Dataset entries
-----

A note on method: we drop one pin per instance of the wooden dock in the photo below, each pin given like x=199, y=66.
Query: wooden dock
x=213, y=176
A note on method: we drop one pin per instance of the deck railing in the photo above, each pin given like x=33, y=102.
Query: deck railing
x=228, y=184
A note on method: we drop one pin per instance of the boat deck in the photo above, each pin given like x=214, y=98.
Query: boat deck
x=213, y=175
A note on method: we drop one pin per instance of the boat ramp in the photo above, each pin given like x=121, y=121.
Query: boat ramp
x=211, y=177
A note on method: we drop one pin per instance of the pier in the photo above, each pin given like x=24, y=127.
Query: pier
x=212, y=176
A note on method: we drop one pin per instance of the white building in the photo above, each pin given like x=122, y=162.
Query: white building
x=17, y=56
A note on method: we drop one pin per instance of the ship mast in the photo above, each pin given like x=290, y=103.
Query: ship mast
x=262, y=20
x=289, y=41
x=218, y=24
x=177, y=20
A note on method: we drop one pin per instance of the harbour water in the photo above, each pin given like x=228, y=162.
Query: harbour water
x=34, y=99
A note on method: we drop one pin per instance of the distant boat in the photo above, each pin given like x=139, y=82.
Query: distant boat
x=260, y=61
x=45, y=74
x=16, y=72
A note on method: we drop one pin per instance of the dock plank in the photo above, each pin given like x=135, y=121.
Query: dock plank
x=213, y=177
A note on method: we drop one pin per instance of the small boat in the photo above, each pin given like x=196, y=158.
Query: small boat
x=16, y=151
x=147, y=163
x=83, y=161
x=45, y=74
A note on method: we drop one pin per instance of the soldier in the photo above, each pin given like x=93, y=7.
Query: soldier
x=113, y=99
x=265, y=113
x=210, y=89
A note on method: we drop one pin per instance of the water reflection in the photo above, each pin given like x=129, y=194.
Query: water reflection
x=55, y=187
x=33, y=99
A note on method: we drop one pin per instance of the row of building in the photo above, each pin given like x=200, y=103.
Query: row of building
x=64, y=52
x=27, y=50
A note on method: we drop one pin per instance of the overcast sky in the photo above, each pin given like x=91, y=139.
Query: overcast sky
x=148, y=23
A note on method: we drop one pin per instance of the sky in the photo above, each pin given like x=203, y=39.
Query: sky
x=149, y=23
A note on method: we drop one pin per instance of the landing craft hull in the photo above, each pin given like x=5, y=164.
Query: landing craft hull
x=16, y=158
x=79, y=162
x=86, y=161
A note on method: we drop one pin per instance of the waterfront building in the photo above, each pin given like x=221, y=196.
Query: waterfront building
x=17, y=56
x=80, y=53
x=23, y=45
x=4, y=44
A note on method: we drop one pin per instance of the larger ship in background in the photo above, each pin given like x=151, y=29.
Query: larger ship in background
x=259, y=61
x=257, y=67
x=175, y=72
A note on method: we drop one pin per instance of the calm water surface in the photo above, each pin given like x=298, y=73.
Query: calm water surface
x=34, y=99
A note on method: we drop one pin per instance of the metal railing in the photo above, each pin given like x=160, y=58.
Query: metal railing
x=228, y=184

-----

**Requirement**
Every entry above should be given again exactly as shown.

**Answer below**
A note on method: we drop one pin per instance of the wooden dock in the photo below, each pin given like x=199, y=66.
Query: wooden dock
x=213, y=176
A note on method: we drop one pin per instance of the deck railing in the photo above, each pin given like x=33, y=102.
Query: deck railing
x=228, y=184
A note on method: we drop one pin per instance of the boat deck in the photo above, each pin given like x=214, y=98.
Query: boat deck
x=213, y=175
A note on method: we drop one pin per instance of the boat ramp in the photo above, each pin given like x=121, y=121.
Query: boat ramp
x=211, y=177
A note on method: we drop one pin per instance of the pier in the photo above, each pin given like x=24, y=127.
Query: pier
x=212, y=176
A note on method: we drop one pin per instance of the white building in the photo above, each pin given like x=122, y=162.
Query: white building
x=17, y=56
A note on method: we drop one pin per instance of the ship mast in the photo above, each pin given like x=290, y=103.
Query: ship mast
x=262, y=20
x=289, y=41
x=218, y=24
x=177, y=20
A note on method: we drop one pin per instance of the harbour water in the photo above, each pin given like x=228, y=162.
Query: harbour water
x=34, y=99
A note on method: we drop one pin per instance of the distant boat in the photo above, each pin given like x=139, y=82.
Query: distant boat
x=260, y=61
x=45, y=74
x=16, y=72
A note on method: we drop one pin per instance of the dock plank in the photo above, each pin given like x=135, y=121.
Query: dock plank
x=213, y=177
A note on method: we drop one pin per instance of the small boat in the photo above, each pin given like x=196, y=158.
Query: small boat
x=16, y=151
x=147, y=163
x=83, y=161
x=45, y=74
A note on method: we drop one pin per instance of the soldier in the photo above, each pin given like x=93, y=7.
Query: soldier
x=113, y=99
x=265, y=113
x=210, y=89
A note on method: we drop one pin per instance of the water reflection in the photo above, each pin given like x=129, y=194.
Query: water reflection
x=55, y=187
x=33, y=99
A note on method: we drop one pin per instance of the row of building in the photo above, each pin given like x=200, y=103.
Query: row of building
x=64, y=52
x=27, y=50
A note on method: we drop one pin per instance of the overcast sky in the photo above, each pin given like x=91, y=139.
Query: overcast sky
x=148, y=23
A note on method: we drop one pin per instance of the sky in the photo above, each pin given like x=203, y=39.
Query: sky
x=149, y=23
A note on method: we drop one pin per instance of the landing craft hull in the photo above, each pin given like x=5, y=164.
Query: landing craft hull
x=16, y=158
x=79, y=162
x=86, y=161
A note on method: we drop one pin per instance of the waterfront building in the photo above, each pin given like x=221, y=196.
Query: waterfront building
x=17, y=56
x=80, y=53
x=23, y=45
x=4, y=44
A note on method: we drop one pin per instance of the larger ship in background in the photo above, each pin given like x=151, y=29.
Query: larger ship in background
x=259, y=61
x=257, y=67
x=175, y=72
A note on method: we drop one pin per instance of the calm water surface in the photo above, each pin given like x=298, y=73.
Query: calm water surface
x=34, y=99
A note on method: we drop one pin per instance of the metal railing in the photo above, each pin given like x=160, y=58.
Query: metal railing
x=228, y=184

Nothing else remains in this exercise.